• _READING PASSAGE_:
________________
Evaporative (evaporative) coolers are cooling systems that use only water and a blower (fan) to circulate air. When warm, dry (unsaturated) air is drawn from a water-soaked pad, the water evaporates and is sucked into the air as water vapour. In the process, the air is cooled and the humidity increased.
Evaporative cooling technology is an energy efficient alternative to compressor-based cooling. In dry and arid regions, evaporative cooling can meet most or all building cooling loads using a quarter of the energy of conventional equipment. It can also be cost-effectively implemented when integrated with traditional chiller systems, which can greatly improve a facility’s load profile.
Evaporative cooling requires a large water supply and is only effective when the relative humidity is low, limiting its efficient use to dry climates.
Part 1. Principles of Evaporative Cooling
The first basis for understanding any air conditioning, dehumidification and evaporative cooling is psychrometry. Psychrometry consists of interactions between heat, humidity and air. It is basically the study of air-water mixtures and is a basis for understanding how to change air from one state to another. As the air temperature increases, the moisture holding capacity also increases; and the warmer air becomes less dense. This makes humidity a very influential factor for both comfort and heat gain in calculations.
Knowledge of systems consisting of dry air and water vapor is essential for the design and analysis of air conditioners, cooling towers and industrial processes that require close control of the vapor content in the air. The interactions of air humidity and heat are quite complex; Fortunately, these interactions can be combined into a single diagram.
Cooling Processes in the Psychrometric Chart
The cooling processes in the Psychrometric Chart are shown below:
Sensible Cooling – In the sensible cooling process, the temperature of the air changes from ‘A’ to ‘C’ while maintaining a constant humidity. The temperature is lowered by [T(A) – T(C)] and the wet bulb temperature is also lowered. Since there is no addition or loss of moisture, the amount of moisture remains the same.
Evaporative Cooling – In evaporative cooling, both the temperature and humidity of the air change along the lines of the constant wet bulb temperature (shown as line AB). There is no change in heat content and energy is only converted from sensible to latent energy.
In the evaporative cooling process, changes occur in the dry bulb temperature, specific volume, relative humidity, humidity rate, dew point temperature and vapor pressure of the moist air. There is no change in wet bulb temperature and enthalpy. Evaporative cooling is a constant enthalpy process (technically called the adiabatic process).
Evaporative Cooling Key Terms
1) Wet Bulb Depression: It is the difference between dry bulb and wet bulb temperatures.
2) Temperature Drop: The difference between the inlet dry bulb temperature and the outlet dry bulb temperature.
________________
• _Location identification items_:
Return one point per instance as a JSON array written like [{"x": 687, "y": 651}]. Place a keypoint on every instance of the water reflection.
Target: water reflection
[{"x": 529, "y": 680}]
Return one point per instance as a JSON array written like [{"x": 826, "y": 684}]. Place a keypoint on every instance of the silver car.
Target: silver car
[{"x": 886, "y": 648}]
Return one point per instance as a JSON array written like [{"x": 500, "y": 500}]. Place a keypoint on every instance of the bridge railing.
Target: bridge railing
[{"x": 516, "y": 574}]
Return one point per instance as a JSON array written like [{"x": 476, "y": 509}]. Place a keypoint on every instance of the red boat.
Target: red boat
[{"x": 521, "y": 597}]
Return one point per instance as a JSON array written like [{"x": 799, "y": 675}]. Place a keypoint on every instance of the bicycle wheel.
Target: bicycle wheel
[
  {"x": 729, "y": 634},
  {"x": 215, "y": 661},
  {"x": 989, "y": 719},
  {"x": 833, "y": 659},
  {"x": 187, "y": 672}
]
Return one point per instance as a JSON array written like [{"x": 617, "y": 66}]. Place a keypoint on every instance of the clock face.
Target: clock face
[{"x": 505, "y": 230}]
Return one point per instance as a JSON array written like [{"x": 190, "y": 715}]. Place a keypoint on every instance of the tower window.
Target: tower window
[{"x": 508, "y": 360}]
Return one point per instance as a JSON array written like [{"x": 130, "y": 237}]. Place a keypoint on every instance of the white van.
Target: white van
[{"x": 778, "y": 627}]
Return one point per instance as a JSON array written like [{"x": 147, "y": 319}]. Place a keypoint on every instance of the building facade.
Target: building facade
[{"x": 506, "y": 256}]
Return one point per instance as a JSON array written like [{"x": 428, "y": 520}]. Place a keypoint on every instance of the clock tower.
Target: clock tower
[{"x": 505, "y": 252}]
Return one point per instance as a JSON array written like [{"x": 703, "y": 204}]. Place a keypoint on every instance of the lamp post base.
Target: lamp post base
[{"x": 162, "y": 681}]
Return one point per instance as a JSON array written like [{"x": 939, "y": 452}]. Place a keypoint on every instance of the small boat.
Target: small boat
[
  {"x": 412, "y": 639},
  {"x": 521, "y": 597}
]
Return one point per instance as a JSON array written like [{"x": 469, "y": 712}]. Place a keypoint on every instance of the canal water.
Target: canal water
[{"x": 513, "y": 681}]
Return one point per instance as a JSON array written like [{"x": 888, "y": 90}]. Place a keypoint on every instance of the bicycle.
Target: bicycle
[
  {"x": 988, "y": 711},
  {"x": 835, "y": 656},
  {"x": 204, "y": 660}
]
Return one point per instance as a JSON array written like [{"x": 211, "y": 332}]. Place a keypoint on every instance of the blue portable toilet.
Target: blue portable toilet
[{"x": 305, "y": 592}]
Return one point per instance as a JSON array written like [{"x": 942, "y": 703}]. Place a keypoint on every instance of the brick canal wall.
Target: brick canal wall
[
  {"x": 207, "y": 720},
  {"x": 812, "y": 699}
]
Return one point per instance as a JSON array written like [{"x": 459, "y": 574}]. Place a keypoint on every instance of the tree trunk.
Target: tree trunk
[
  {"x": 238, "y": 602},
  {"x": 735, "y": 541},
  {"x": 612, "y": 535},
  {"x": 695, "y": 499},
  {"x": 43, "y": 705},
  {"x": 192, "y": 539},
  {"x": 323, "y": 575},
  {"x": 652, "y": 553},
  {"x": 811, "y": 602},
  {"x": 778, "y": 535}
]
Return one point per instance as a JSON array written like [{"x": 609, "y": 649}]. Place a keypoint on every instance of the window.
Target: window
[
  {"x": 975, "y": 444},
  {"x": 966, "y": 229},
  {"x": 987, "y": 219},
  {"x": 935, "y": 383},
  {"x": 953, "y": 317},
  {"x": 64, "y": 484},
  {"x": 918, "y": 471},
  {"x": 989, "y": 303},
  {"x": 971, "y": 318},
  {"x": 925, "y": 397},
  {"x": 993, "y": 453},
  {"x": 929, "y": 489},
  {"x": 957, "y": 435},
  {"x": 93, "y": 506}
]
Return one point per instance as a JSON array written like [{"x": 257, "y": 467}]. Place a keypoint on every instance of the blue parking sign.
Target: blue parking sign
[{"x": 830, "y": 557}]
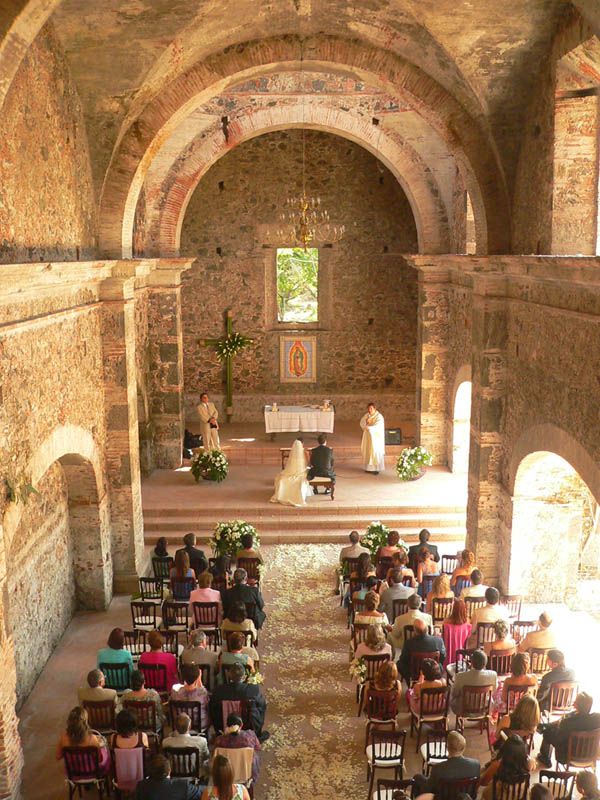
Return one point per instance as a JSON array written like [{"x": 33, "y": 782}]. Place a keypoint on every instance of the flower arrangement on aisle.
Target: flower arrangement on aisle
[
  {"x": 411, "y": 463},
  {"x": 210, "y": 465},
  {"x": 227, "y": 537}
]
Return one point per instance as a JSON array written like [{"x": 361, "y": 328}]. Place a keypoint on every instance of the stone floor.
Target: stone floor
[{"x": 316, "y": 750}]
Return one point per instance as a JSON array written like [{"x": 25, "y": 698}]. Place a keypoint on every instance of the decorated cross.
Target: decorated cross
[{"x": 226, "y": 348}]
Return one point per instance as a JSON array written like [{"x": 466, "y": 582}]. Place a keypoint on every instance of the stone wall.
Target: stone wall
[
  {"x": 52, "y": 214},
  {"x": 366, "y": 333},
  {"x": 41, "y": 585}
]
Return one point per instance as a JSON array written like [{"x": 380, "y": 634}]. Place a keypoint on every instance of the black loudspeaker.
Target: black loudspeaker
[{"x": 393, "y": 436}]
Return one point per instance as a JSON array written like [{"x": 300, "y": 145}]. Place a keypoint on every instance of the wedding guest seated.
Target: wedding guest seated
[
  {"x": 196, "y": 556},
  {"x": 248, "y": 550},
  {"x": 422, "y": 642},
  {"x": 139, "y": 694},
  {"x": 523, "y": 720},
  {"x": 236, "y": 689},
  {"x": 159, "y": 786},
  {"x": 196, "y": 652},
  {"x": 127, "y": 736},
  {"x": 396, "y": 635},
  {"x": 156, "y": 656},
  {"x": 477, "y": 675},
  {"x": 370, "y": 614},
  {"x": 477, "y": 587},
  {"x": 503, "y": 641},
  {"x": 193, "y": 691},
  {"x": 395, "y": 591},
  {"x": 424, "y": 541},
  {"x": 545, "y": 637},
  {"x": 455, "y": 630},
  {"x": 79, "y": 734},
  {"x": 520, "y": 675},
  {"x": 455, "y": 768},
  {"x": 240, "y": 592},
  {"x": 491, "y": 612},
  {"x": 236, "y": 620},
  {"x": 234, "y": 736},
  {"x": 440, "y": 588},
  {"x": 95, "y": 691},
  {"x": 511, "y": 763},
  {"x": 204, "y": 594},
  {"x": 115, "y": 653},
  {"x": 374, "y": 644},
  {"x": 223, "y": 787},
  {"x": 558, "y": 673},
  {"x": 181, "y": 737},
  {"x": 429, "y": 678},
  {"x": 556, "y": 734}
]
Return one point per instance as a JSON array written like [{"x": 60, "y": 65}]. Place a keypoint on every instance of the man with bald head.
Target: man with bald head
[{"x": 422, "y": 642}]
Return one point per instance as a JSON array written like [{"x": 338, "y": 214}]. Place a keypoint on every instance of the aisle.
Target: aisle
[{"x": 315, "y": 750}]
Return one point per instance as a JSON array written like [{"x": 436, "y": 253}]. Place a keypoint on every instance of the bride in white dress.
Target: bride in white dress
[{"x": 291, "y": 486}]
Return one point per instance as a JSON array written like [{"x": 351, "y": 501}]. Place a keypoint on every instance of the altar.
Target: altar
[{"x": 299, "y": 419}]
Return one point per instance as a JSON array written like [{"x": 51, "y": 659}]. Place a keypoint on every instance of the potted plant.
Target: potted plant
[
  {"x": 210, "y": 465},
  {"x": 412, "y": 462}
]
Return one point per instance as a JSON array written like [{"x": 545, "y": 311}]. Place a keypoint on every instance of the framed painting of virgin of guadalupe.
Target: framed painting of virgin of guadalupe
[{"x": 297, "y": 359}]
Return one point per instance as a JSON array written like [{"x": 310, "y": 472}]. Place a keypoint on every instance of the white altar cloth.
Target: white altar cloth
[{"x": 297, "y": 419}]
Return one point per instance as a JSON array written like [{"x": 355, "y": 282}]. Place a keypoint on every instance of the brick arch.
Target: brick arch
[
  {"x": 412, "y": 173},
  {"x": 467, "y": 139}
]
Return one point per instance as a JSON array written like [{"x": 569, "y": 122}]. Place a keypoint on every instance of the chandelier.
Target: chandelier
[{"x": 304, "y": 220}]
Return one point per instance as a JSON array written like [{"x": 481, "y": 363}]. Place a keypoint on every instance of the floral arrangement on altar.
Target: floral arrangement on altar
[
  {"x": 211, "y": 465},
  {"x": 411, "y": 463},
  {"x": 358, "y": 670},
  {"x": 227, "y": 537},
  {"x": 230, "y": 345}
]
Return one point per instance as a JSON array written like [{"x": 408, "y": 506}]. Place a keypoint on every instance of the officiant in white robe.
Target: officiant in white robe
[
  {"x": 291, "y": 486},
  {"x": 373, "y": 441}
]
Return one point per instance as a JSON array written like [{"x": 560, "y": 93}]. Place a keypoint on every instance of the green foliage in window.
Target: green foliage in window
[{"x": 297, "y": 284}]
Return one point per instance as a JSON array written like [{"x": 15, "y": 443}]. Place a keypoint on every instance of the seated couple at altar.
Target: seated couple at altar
[{"x": 291, "y": 485}]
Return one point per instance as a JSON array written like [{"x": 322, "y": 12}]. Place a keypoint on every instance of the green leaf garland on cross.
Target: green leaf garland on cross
[{"x": 226, "y": 348}]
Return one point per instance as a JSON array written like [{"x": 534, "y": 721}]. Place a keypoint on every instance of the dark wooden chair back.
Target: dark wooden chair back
[
  {"x": 144, "y": 712},
  {"x": 116, "y": 676},
  {"x": 101, "y": 714},
  {"x": 143, "y": 614},
  {"x": 185, "y": 762},
  {"x": 561, "y": 784},
  {"x": 515, "y": 790},
  {"x": 206, "y": 615}
]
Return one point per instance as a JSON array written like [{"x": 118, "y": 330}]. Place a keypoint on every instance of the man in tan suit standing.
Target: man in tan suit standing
[{"x": 209, "y": 427}]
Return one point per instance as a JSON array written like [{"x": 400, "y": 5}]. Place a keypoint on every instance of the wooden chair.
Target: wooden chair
[
  {"x": 561, "y": 698},
  {"x": 485, "y": 633},
  {"x": 372, "y": 663},
  {"x": 116, "y": 676},
  {"x": 101, "y": 715},
  {"x": 475, "y": 708},
  {"x": 385, "y": 751},
  {"x": 515, "y": 790},
  {"x": 582, "y": 750},
  {"x": 433, "y": 710},
  {"x": 143, "y": 615},
  {"x": 512, "y": 603},
  {"x": 449, "y": 564},
  {"x": 82, "y": 767},
  {"x": 441, "y": 608},
  {"x": 561, "y": 784},
  {"x": 435, "y": 750}
]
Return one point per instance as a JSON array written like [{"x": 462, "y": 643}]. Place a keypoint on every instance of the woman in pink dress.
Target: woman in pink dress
[
  {"x": 455, "y": 631},
  {"x": 156, "y": 656}
]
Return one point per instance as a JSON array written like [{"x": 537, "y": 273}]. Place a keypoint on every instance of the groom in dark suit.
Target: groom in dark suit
[{"x": 321, "y": 462}]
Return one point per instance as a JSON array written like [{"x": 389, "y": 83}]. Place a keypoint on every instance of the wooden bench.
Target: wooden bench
[{"x": 327, "y": 483}]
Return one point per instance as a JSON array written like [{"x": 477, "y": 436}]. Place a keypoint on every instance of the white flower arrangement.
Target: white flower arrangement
[
  {"x": 227, "y": 537},
  {"x": 411, "y": 462}
]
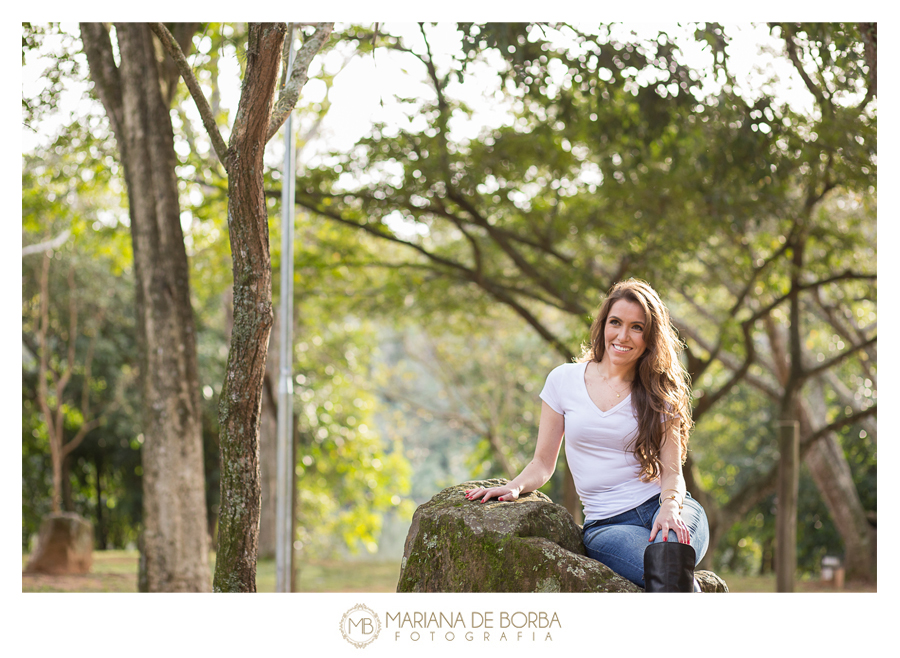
________________
• _PROBLEM DETAILS_:
According to the evaporative cooling text, why is the efficient use of evaporative cooling limited to dry climates? Answer in one to three sentences.

• _COMPLETE OUTPUT_:
Evaporative cooling is effective only when the relative humidity is low, so its efficient use is limited to dry climates. It also requires a large water supply.